== Task inputs
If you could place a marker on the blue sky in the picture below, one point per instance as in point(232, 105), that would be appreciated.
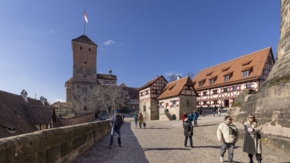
point(149, 38)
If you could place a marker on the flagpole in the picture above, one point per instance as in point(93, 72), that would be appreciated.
point(84, 23)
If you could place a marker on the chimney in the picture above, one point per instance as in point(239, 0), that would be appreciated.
point(42, 100)
point(24, 95)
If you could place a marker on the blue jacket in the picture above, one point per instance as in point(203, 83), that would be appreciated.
point(195, 115)
point(116, 121)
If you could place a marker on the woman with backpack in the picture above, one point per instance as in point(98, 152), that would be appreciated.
point(252, 140)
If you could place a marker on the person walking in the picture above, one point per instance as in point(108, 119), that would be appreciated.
point(252, 140)
point(135, 119)
point(190, 118)
point(188, 132)
point(116, 123)
point(183, 116)
point(195, 117)
point(140, 120)
point(228, 135)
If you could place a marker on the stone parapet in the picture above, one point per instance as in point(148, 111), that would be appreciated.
point(57, 145)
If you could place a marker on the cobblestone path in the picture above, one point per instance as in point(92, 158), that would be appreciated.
point(162, 141)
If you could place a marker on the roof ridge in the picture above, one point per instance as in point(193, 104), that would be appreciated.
point(236, 58)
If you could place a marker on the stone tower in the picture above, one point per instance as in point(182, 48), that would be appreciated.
point(84, 78)
point(271, 105)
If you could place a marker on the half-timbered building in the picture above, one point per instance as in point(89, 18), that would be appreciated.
point(159, 99)
point(220, 84)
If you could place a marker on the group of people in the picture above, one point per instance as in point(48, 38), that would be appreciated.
point(191, 117)
point(140, 119)
point(227, 134)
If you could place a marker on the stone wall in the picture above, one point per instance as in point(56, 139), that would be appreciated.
point(78, 119)
point(57, 145)
point(271, 103)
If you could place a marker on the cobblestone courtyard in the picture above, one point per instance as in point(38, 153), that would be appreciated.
point(162, 141)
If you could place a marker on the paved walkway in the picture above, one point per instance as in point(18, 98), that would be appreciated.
point(162, 141)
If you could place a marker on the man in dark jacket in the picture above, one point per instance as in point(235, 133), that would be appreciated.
point(116, 123)
point(188, 132)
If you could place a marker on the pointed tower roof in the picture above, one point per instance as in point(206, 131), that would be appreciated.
point(84, 39)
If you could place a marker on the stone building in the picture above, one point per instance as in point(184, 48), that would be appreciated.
point(271, 103)
point(81, 88)
point(159, 99)
point(219, 85)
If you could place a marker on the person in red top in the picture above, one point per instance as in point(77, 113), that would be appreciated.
point(183, 116)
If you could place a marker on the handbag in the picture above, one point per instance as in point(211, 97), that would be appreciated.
point(258, 135)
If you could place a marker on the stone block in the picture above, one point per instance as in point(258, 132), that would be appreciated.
point(7, 152)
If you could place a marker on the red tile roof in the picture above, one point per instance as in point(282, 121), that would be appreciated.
point(255, 60)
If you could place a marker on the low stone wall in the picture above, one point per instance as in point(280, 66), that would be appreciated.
point(273, 134)
point(57, 145)
point(78, 119)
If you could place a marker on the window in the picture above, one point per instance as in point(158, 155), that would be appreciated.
point(211, 81)
point(201, 83)
point(245, 74)
point(235, 88)
point(173, 103)
point(227, 78)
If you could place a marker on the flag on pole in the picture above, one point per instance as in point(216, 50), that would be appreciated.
point(86, 18)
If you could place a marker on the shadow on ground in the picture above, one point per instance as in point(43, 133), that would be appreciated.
point(130, 152)
point(159, 149)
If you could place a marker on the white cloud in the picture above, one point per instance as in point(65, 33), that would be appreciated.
point(109, 42)
point(52, 30)
point(60, 100)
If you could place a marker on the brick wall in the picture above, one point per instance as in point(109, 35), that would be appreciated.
point(57, 145)
point(78, 119)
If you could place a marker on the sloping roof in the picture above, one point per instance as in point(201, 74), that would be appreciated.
point(39, 114)
point(255, 60)
point(174, 88)
point(148, 84)
point(84, 39)
point(106, 76)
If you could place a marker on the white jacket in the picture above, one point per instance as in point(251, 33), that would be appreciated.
point(223, 133)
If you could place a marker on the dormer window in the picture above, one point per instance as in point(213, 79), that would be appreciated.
point(247, 71)
point(246, 63)
point(225, 69)
point(228, 76)
point(212, 80)
point(200, 84)
point(208, 74)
====
Job :: Rename "person walking" to "pedestrian" in the rows that begin at the line containing "If you could place a marker on the person walking" and stop after the line containing "point(140, 120)". Give back only those rows, with nothing else changed.

Finished exercise ::
If you could place a marker on the pedestrian in the picture above, one point per instance as in point(108, 119), that would be appreciated.
point(252, 140)
point(135, 119)
point(190, 118)
point(188, 132)
point(116, 123)
point(183, 116)
point(195, 117)
point(140, 120)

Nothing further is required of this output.